Work required ▸
Reproduce the listing below with "grass lawn" changed to "lawn turf" everywhere and nothing else altered, and leave the pictures out.

Available data ▸
----------------
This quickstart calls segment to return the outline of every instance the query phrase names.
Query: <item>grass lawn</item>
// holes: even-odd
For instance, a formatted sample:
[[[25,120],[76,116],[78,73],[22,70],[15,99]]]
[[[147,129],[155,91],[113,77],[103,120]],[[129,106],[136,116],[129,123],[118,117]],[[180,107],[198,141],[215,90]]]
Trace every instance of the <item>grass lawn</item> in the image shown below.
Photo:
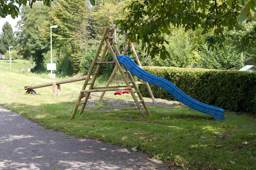
[[[29,61],[19,59],[14,60],[12,65],[12,70],[16,71],[20,71],[34,67],[33,64]],[[10,60],[8,59],[0,60],[0,68],[5,70],[9,70]]]
[[[130,148],[136,147],[138,151],[181,169],[256,167],[256,137],[252,135],[256,133],[254,116],[225,112],[225,120],[217,121],[176,102],[157,99],[158,103],[174,105],[149,106],[151,115],[142,117],[133,102],[125,102],[132,99],[130,94],[113,96],[112,92],[106,93],[99,105],[94,103],[100,93],[94,93],[89,102],[92,106],[86,106],[81,115],[79,108],[71,120],[83,81],[62,85],[60,96],[52,96],[51,86],[35,89],[36,96],[25,94],[24,86],[52,81],[46,74],[0,68],[1,104],[46,128]],[[104,85],[99,81],[97,86]]]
----------------
The output ▸
This quickstart calls segment to return the outline of every instance the query phrase names.
Query: <item>lawn turf</item>
// holes: even-odd
For instance, a formatted sample:
[[[25,120],[76,116],[78,73],[22,70],[15,99]]]
[[[147,129],[155,91],[113,77],[103,120]],[[129,106],[136,116],[129,123],[118,117]],[[180,107],[198,141],[215,90]]]
Trace every instance of the <item>lawn turf</item> in the image shown below.
Photo:
[[[29,61],[19,59],[14,60],[12,65],[12,70],[16,71],[20,71],[34,67],[33,64]],[[10,60],[8,59],[0,60],[0,68],[5,70],[9,70]]]
[[[130,148],[136,147],[138,151],[181,169],[256,167],[256,137],[252,135],[256,133],[254,116],[225,112],[225,120],[217,121],[176,102],[157,99],[158,103],[174,105],[149,106],[151,115],[142,117],[133,102],[125,102],[132,99],[130,94],[113,96],[112,92],[106,93],[99,105],[94,103],[100,93],[94,93],[89,102],[92,106],[86,106],[81,115],[79,108],[71,120],[83,81],[62,85],[60,96],[52,96],[51,86],[35,89],[36,96],[25,94],[24,86],[52,81],[46,74],[0,68],[1,104],[46,128]],[[104,85],[99,81],[97,86]]]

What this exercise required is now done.